Data extract:
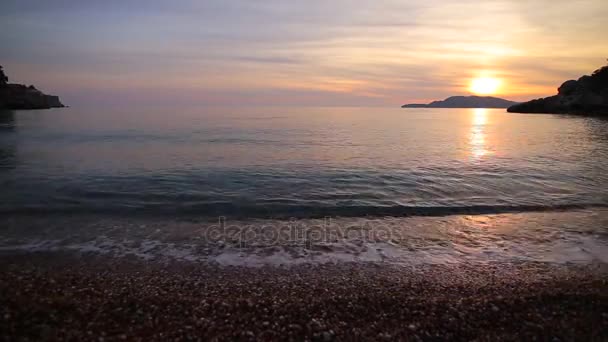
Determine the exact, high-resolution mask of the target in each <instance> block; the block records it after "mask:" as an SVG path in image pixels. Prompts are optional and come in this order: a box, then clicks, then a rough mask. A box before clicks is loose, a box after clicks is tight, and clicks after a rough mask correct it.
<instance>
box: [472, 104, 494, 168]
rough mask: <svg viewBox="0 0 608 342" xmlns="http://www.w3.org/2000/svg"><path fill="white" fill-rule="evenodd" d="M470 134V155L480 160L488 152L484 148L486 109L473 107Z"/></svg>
mask: <svg viewBox="0 0 608 342" xmlns="http://www.w3.org/2000/svg"><path fill="white" fill-rule="evenodd" d="M472 114H473V115H472V122H471V135H470V141H469V144H470V146H471V157H472V158H473V159H475V160H480V159H481V158H483V157H484V156H485V155H487V154H488V153H489V151H488V150H487V148H486V133H485V127H486V125H487V124H488V110H487V109H485V108H475V109H473V113H472Z"/></svg>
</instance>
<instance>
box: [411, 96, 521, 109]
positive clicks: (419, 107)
mask: <svg viewBox="0 0 608 342" xmlns="http://www.w3.org/2000/svg"><path fill="white" fill-rule="evenodd" d="M516 103H517V102H513V101H509V100H505V99H501V98H498V97H492V96H452V97H448V98H447V99H445V100H443V101H433V102H431V103H429V104H418V103H412V104H406V105H403V106H401V108H507V107H509V106H512V105H514V104H516Z"/></svg>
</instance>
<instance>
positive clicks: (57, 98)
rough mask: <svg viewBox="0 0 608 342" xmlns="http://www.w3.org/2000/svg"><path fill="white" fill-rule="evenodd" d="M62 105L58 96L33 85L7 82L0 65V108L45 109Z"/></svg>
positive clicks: (60, 105) (20, 108) (7, 78)
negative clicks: (45, 91)
mask: <svg viewBox="0 0 608 342" xmlns="http://www.w3.org/2000/svg"><path fill="white" fill-rule="evenodd" d="M56 107H64V106H63V104H62V103H61V101H60V100H59V97H57V96H53V95H46V94H44V93H43V92H41V91H40V90H38V89H36V88H35V87H34V86H25V85H23V84H11V83H8V77H6V75H5V74H4V71H3V70H2V67H1V66H0V108H1V109H47V108H56Z"/></svg>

Aim of the task:
Return each line of the items above that contains the word "positive".

Reply:
positive clicks: (419, 107)
positive clicks: (57, 98)
positive clicks: (60, 105) (20, 108) (7, 78)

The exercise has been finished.